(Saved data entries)

___

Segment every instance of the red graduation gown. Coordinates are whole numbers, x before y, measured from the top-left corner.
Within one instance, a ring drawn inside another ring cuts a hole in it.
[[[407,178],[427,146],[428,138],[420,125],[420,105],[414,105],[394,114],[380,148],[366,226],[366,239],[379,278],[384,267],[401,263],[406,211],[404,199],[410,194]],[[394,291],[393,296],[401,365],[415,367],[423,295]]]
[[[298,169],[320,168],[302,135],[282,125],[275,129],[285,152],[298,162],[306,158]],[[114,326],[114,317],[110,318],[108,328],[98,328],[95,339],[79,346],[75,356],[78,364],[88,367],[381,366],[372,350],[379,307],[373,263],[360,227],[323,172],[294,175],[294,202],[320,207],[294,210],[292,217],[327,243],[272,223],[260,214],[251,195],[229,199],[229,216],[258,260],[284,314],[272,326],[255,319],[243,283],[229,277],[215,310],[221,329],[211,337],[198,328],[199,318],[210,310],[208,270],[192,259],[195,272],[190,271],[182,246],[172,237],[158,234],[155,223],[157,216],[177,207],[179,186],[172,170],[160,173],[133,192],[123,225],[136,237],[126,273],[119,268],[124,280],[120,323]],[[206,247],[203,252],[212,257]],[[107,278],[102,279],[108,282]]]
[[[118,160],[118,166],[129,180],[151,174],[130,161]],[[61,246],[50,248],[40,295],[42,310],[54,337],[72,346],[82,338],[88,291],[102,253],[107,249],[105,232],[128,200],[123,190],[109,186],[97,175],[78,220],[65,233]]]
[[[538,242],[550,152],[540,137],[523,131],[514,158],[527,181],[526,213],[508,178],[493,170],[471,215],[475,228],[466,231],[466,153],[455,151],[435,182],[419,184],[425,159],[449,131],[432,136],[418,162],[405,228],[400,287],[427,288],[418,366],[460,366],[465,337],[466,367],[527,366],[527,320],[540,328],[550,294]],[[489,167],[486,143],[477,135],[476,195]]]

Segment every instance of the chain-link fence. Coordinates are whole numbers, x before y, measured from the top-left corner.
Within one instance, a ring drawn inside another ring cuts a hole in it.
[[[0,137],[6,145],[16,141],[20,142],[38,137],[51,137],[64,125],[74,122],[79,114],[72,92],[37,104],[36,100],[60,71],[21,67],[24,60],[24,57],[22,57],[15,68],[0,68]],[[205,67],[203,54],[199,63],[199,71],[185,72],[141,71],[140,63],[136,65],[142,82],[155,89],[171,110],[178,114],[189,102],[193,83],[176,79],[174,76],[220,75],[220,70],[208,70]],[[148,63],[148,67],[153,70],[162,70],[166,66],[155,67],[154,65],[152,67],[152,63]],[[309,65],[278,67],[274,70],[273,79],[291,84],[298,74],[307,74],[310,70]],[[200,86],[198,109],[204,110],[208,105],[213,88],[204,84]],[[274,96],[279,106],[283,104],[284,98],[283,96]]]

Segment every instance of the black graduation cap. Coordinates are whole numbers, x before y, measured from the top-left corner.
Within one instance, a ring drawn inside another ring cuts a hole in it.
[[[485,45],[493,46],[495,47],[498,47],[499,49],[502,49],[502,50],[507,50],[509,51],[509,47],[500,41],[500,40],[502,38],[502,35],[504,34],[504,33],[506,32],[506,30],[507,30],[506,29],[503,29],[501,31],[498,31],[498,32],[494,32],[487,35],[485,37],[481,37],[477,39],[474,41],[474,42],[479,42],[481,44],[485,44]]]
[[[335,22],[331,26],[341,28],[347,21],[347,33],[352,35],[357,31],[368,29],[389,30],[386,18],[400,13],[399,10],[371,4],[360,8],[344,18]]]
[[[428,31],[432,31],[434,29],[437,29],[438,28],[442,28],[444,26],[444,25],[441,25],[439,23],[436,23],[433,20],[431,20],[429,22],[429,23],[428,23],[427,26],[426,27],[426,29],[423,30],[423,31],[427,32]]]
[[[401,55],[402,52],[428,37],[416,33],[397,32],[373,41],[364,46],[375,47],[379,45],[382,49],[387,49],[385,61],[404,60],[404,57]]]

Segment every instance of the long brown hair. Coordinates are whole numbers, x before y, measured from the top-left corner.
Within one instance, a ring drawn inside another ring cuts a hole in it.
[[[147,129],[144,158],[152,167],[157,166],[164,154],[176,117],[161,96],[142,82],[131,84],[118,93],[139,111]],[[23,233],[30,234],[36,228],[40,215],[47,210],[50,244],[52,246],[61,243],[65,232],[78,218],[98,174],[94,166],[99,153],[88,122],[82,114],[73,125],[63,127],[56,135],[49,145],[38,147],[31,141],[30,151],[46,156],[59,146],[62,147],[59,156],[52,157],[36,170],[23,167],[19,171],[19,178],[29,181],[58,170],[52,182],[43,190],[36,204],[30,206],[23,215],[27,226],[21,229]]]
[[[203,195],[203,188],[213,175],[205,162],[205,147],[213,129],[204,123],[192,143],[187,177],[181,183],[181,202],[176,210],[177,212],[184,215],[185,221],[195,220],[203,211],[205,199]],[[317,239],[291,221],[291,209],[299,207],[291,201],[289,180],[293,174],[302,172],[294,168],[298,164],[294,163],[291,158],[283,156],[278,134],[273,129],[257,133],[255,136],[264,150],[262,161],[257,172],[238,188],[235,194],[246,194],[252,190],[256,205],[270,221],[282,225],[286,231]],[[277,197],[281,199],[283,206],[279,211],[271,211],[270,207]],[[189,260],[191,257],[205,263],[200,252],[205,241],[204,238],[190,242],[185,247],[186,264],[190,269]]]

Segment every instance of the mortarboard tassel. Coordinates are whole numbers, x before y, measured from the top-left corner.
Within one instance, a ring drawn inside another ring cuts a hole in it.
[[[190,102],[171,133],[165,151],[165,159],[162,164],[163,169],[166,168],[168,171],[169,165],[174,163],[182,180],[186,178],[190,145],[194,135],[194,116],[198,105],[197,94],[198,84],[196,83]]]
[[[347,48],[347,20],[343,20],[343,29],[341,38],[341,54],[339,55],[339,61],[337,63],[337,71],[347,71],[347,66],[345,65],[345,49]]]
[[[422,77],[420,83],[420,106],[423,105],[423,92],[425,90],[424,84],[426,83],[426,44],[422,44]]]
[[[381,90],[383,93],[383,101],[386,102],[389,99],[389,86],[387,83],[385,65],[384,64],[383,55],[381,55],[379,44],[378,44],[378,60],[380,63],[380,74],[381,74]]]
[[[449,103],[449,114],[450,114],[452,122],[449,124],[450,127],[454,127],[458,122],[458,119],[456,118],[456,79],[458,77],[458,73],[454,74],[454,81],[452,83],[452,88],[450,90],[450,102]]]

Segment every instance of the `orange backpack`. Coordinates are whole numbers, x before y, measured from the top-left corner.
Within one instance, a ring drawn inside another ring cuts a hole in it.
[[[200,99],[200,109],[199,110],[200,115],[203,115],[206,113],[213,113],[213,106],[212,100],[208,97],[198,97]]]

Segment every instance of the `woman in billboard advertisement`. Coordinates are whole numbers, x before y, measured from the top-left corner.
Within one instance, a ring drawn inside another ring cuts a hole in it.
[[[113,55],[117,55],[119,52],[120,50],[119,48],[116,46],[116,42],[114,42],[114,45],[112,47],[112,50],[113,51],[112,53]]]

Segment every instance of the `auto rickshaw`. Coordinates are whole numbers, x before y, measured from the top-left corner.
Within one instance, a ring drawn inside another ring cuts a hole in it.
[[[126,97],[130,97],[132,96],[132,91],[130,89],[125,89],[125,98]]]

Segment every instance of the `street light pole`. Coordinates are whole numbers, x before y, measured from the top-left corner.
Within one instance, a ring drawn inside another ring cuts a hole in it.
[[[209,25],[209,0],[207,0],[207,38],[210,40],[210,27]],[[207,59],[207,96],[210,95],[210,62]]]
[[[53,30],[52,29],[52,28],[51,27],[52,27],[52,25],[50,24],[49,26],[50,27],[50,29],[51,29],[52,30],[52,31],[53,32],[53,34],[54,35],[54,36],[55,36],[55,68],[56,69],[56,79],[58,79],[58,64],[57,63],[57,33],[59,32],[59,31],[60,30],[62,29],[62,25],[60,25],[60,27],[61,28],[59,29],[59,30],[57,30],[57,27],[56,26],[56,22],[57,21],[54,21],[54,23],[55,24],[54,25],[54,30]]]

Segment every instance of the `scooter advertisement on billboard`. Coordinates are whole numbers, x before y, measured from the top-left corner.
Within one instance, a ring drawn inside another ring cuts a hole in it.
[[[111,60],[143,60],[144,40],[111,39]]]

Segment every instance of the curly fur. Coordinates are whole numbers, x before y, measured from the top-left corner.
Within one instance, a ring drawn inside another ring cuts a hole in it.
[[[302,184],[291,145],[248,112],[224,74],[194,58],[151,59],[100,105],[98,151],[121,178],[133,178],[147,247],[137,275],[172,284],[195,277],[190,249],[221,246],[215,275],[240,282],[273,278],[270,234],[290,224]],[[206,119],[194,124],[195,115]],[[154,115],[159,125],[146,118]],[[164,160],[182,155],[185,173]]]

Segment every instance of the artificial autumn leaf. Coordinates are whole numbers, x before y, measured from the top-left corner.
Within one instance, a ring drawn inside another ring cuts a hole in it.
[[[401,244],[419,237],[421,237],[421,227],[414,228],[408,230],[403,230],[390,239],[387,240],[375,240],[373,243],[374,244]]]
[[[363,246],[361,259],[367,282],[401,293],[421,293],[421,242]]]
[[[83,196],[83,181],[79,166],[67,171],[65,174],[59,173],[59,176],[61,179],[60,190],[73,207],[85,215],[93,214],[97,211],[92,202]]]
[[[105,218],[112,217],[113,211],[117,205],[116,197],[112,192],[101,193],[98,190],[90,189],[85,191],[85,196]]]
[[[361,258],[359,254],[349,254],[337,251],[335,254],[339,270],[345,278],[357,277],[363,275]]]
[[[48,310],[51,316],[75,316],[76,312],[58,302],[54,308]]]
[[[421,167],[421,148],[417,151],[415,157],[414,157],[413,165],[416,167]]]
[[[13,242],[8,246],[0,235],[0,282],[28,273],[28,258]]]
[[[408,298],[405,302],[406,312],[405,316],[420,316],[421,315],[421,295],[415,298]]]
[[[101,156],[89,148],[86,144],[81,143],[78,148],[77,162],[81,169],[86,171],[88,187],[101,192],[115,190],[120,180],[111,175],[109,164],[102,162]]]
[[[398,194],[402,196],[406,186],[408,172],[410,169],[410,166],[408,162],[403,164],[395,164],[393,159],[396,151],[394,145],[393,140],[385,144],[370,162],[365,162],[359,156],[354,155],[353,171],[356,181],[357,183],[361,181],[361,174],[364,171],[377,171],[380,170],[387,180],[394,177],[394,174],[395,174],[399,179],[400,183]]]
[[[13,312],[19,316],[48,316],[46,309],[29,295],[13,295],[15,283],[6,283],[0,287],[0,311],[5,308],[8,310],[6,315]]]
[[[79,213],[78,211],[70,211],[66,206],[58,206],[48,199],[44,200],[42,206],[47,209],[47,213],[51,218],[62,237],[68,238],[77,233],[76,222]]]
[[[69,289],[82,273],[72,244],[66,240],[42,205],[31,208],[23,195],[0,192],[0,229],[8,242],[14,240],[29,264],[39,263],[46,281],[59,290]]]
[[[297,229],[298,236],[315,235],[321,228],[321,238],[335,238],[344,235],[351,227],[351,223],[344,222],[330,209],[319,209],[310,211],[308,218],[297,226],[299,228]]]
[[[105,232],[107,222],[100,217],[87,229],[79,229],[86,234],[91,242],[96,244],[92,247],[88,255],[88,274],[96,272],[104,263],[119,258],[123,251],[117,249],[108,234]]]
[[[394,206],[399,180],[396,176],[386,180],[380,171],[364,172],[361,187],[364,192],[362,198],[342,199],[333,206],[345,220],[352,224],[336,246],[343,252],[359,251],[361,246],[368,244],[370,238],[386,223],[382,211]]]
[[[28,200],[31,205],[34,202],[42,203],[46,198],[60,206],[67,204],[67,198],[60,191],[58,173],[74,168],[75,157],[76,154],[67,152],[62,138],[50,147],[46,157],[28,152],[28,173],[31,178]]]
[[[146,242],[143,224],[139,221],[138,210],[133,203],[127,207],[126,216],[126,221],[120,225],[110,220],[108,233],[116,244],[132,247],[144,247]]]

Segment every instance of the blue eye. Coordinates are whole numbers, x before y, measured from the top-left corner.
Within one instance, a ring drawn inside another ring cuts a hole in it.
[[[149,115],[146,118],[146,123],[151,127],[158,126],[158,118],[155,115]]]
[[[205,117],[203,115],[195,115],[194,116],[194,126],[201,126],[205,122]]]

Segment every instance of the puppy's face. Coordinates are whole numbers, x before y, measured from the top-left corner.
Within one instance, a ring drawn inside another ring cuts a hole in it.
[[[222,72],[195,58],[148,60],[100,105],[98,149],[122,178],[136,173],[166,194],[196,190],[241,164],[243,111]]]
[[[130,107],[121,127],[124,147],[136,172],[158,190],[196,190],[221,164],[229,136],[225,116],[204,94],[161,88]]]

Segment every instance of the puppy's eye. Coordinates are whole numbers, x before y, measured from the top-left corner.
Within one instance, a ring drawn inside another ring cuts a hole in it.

___

*EXERCISE*:
Gather each line in the listing that contains the word "billboard". Only matches with the same uppercase and lowercase letters count.

*COMPLETED TASK*:
Segment every instance of the `woman in billboard advertisement`. Coordinates are whole numbers, x before y, measured from the top-left corner.
Segment every instance of the `scooter advertisement on billboard`. Coordinates are whole numbers, x before y, measured from the top-left corner.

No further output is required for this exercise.